Pressing for evidence-based explanations
Why do we use these particular practices?
This final set of practices will help students construct a final, evidence-based explanatory model for an anchoring event. The goals of this practice are:
- Engage all students in authentic disciplinary discourse around using evidence to support explanations.
- Hold students accountable for using multiple sources of information to construct final explanatory models for the anchoring event (this accountability of course must be supported by scaffolding and guidance from you).
- Support students in using evidence to support different aspects of their explanatory models.
We want to note here that this page does not describe the practices in depth—that is done in the primer document (see below).
Some important links to learn more about this set of practices:
Orientation videos that show this set of practices in action
Pressing for Explanations—the primer for learning about it
Pressing for Explanations—the tool for designing your own lessons
Brief intro about what the practices look like
This sequence of events happens with about two days left in a unit of instruction. Some parts of this practice, especially the talk about evidence, should certainly be used at other times during the unit when you are trying to get students to support claims they are making. The reason to leave a couple of days open after these practices, is so that students can then apply their explanatory models to events or processes that have not been the target of study so far (to understand how explanations can be generalizable) or to use the model to design a further investigations of interest to them, or to use the model to design a solution to a problem.

§ **SUPPLIED RECORDS**:
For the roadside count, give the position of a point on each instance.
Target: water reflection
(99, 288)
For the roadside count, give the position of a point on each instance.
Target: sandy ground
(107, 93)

§ **PROBLEM STATEMENT**: Continue the text on pressing for evidence-based explanations, picking up right after its final sentence. These items are not required for the work here.

§ **ANSWER TO THIS EXERCISE**:
In this practice the teacher asks students to be prepared to defend one key aspect of their explanatory model by using relevant evidence from a public record such as a summary table (see our Tools page). An example of a summary table is pictured to the left, recorded by a group of high school high school juniors studying the biological effects of ozone depletion.
This part of an explanation is called a claim (see our How do I? page). What is a claim? A claim is a statement about some event, process, or relationship in the natural world that you believe to be true. A claim, however, is not simply a statement about trends in data. You can think of a claim as a small part of a larger explanation. For students just beginning to use evidence, it is easier to focus on using evidence to support a specific claim rather than supporting an entire explanation (which can be composed of several integrated claims).
This part of the conversation starts with you saying something like: “I’d like you to select one part of your current explanation and describe evidence from one or more activities that supports that part of your explanation.” You should provide examples of what counts as a claim, what counts as evidence, and how you can support a claim with that evidence.
Following the first part of this practice, perhaps the following day, teachers would re-assemble the class and have groups of students compare claims with one another. These groups could defend one particular part of the explanation (their claim) to the class, cite the evidence used, and the reasoning they used to link the evidence with the claim (this is another instance in which sentence frames or other language support is effective). The teacher could select groups who have contrasting explanations to present publicly and ask the entire class to comment on the use of evidence and explanatory coherence. Questions here might be “What evidence appears to be convincing and why?”, “What gaps do we still have in our models/explanations?”, or “What is another way to interpret that evidence?”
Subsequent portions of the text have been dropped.